** Data for this task **
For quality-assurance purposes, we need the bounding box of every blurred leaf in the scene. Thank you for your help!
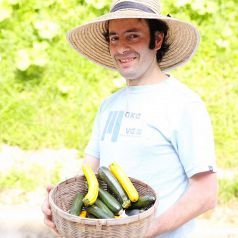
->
[15,43,48,71]
[0,3,12,22]
[7,0,22,5]
[86,0,109,9]
[215,39,229,48]
[15,49,31,71]
[33,20,60,40]
[176,0,191,7]
[191,0,218,14]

** Exercise description **
Your answer must be an exact repeat of the records above, with no pictures in it.

** The completed task **
For quality-assurance purposes, we need the bounding box of every blurred leaf in the scene. Thank you for your help!
->
[15,43,48,71]
[0,3,12,22]
[7,0,22,5]
[86,0,109,9]
[215,39,229,48]
[15,49,31,71]
[33,20,60,40]
[176,0,191,7]
[191,0,218,14]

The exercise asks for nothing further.